Copy the material below word for word, leaving out the pictures.

○ ○ ○ ○ ○

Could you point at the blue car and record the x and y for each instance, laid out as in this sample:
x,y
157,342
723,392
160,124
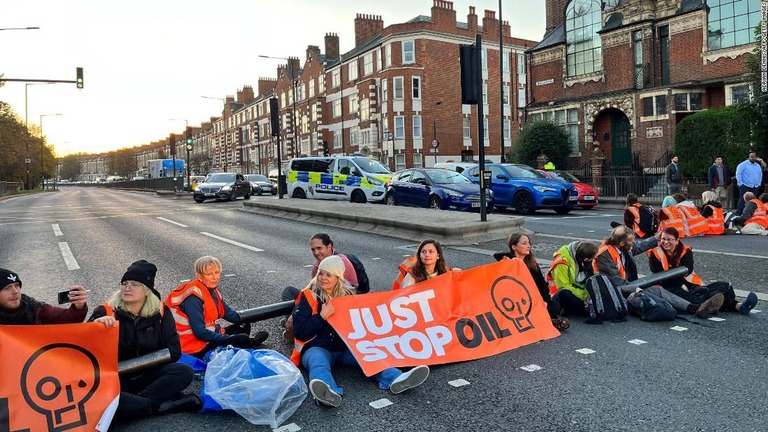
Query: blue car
x,y
526,190
434,188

○ ○ ○ ○ ○

> ANSWER TO THIS TASK:
Could you point at the blue car and record the x and y for each instance, laid out as in this sample:
x,y
157,342
723,392
160,124
Query: blue car
x,y
526,190
434,188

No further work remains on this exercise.